YANG PERLU DIKERJAKAN:
• A. Salin bagian dari kutipan halaman tanpa mengubah apa pun. Mulailah pada kata-kata yang memuat "Pada masa pandemi", lalu berhenti setelah "cenderung menimbulkan bingung.".
• B. Berdasarkan kutipan halaman, jelaskan mengapa para dokter pada masa Spanish Flu cenderung menganggap enteng penyakit tersebut.
• C. Menurut kutipan halaman, di negara mana para pekerja akhirnya tiba setelah melintasi banyak negara?
#### KUTIPAN HALAMAN
Pada masa pandemi Spanish Flu, diberitakan bahwa asal mula penyakit ini berasal dari para petani Cina pedalaman yang dibawa oleh para pekerja ke Kanada. Para pekerja ini menghabiskan berhari-hari di container dan melintasi banyak negara sebelum tiba di Perancis. Di lain sisi, tingkat rasisme terhadap warga Asia cukup tinggi pada saat itu sehingga para dokter cenderung menganggap enteng penyakit tersebut dan lantas menyebutnya dengan ‘Chinese Laziness’. Selain itu, beragam berita bohong dan teori konspirasi banyak menyebar secara luas di kalangan masyarakat sehingga cenderung menimbulkan bingung.

Apa Saja Upaya Yang Dapat Dilakukan Untuk Menurunkan Kurva?

Berbagai pandemi yang pernah melanda dunia seharusnya bisa menjadi pelajaran bagi manusia tentang apa saja hal-hal yang dapat memicu terjadinya gelombang lanjutan hingga upaya yang dapat diambil untuk dapat membantu menghambat penyebaran penyakit. Selain tentunya dengan pengobatan yang tepat serta vaksin yang terbukti ampuh, terdapat beberapa factor yang dapat dilakukan untuk menurunkan kurva, antara lain:

  • Menggunakan masker

Pada beberapa kasus pandemi yang menyerang sistem pernapasan, penggunaan masker dipercaya dapat membantu mengurangi penyebaran virus. Pada kasus Spanish Flu, penggunaan masker menjadi hal yang wajib untuk dipatuhi oleh seluruh masyarakat pada saat itu. Meskipun di masa itu terdapat beberapa studi yang menyatakan bahwa penggunaan masker bisa menjadi tidak efektif untuk masyarakat luas, yang dimungkinkan oleh perilaku masyarakat yang lalai pada saat menggunakannya, namun penggunaan masker menjadi hal yang tetap dilakukan. Penggunaan masker dipercaya bukan untuk melindungi mereka yang sehat, namun untuk mencegah mereka yang mungkin telah terpapar untuk menjadi semakin sakit.
########
#### DAFTAR DATA
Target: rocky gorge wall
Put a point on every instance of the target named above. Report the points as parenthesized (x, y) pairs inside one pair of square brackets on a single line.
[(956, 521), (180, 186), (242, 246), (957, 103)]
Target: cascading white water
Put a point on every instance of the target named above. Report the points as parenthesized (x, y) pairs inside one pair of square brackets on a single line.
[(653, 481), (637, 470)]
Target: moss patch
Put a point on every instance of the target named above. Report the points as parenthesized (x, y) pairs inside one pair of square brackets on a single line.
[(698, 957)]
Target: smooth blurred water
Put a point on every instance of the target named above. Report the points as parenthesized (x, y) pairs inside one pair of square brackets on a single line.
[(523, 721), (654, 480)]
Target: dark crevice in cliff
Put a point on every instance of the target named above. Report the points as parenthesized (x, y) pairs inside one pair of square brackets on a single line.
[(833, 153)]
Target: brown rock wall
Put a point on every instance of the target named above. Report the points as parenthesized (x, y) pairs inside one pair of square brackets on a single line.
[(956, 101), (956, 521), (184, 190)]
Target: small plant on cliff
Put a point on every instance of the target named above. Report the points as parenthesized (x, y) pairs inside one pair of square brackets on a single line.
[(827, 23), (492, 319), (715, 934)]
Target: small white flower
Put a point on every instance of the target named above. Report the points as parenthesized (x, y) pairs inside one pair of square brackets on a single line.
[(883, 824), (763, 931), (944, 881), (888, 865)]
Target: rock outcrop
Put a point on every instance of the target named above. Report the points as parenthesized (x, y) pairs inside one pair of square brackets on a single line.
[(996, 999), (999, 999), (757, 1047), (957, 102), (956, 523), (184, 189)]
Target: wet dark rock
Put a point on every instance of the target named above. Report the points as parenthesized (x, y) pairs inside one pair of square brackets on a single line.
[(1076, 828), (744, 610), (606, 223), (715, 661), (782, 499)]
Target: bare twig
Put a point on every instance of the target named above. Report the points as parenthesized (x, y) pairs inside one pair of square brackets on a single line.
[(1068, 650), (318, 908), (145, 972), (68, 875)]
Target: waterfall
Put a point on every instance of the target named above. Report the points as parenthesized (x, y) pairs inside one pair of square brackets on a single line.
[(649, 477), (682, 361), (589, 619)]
########
JAWABAN ANDA:
• A.
Pada masa pandemi Spanish Flu, diberitakan bahwa asal mula penyakit ini berasal dari para petani Cina pedalaman yang dibawa oleh para pekerja ke Kanada. Para pekerja ini menghabiskan berhari-hari di container dan melintasi banyak negara sebelum tiba di Perancis. Di lain sisi, tingkat rasisme terhadap warga Asia cukup tinggi pada saat itu sehingga para dokter cenderung menganggap enteng penyakit tersebut dan lantas menyebutnya dengan ‘Chinese Laziness’. Selain itu, beragam berita bohong dan teori konspirasi banyak menyebar secara luas di kalangan masyarakat sehingga cenderung menimbulkan bingung.

• B. Tingkat rasisme terhadap warga Asia saat itu cukup tinggi. Karena itu, para dokter cenderung menganggap enteng penyakit tersebut dan menyebutnya 'Chinese Laziness'.

• C. Di Perancis.